Input for this task:
----------------------------------------
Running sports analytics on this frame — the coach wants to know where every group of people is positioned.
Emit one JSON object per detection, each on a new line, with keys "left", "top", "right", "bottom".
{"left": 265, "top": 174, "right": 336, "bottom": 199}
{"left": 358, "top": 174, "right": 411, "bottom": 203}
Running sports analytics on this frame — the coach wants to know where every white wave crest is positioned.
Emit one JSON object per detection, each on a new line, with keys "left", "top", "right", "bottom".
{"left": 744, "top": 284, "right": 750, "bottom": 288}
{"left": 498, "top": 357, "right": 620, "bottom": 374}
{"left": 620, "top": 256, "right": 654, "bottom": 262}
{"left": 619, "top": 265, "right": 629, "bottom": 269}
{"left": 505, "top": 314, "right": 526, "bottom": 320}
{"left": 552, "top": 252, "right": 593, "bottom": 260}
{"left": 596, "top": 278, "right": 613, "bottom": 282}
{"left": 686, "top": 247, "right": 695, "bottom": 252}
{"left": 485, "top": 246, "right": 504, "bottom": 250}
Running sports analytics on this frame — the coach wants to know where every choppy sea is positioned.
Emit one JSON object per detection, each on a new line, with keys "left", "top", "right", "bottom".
----------------------------------------
Exercise: The lines above should be printed again, exactly as they are.

Task output:
Running sports analytics on this frame — the coach wants to know where every group of people is positioned.
Emit one JSON object per detection, each on a new line, with keys "left", "top", "right", "bottom".
{"left": 265, "top": 174, "right": 336, "bottom": 199}
{"left": 358, "top": 174, "right": 411, "bottom": 203}
Running sports analytics on this frame — the coach wants to know where every white wave crest is positioned.
Emit one JSON object per detection, each on a new line, with keys "left", "top", "right", "bottom".
{"left": 744, "top": 284, "right": 750, "bottom": 288}
{"left": 498, "top": 357, "right": 620, "bottom": 374}
{"left": 620, "top": 256, "right": 654, "bottom": 262}
{"left": 619, "top": 265, "right": 629, "bottom": 269}
{"left": 505, "top": 314, "right": 526, "bottom": 320}
{"left": 552, "top": 252, "right": 593, "bottom": 260}
{"left": 596, "top": 278, "right": 613, "bottom": 282}
{"left": 686, "top": 247, "right": 695, "bottom": 252}
{"left": 485, "top": 246, "right": 504, "bottom": 250}
Running sports analytics on this frame — the coach wants to know where every choppy sea is positioned.
Emit one JSON object per detection, each on a new line, with keys "left", "top", "right", "bottom".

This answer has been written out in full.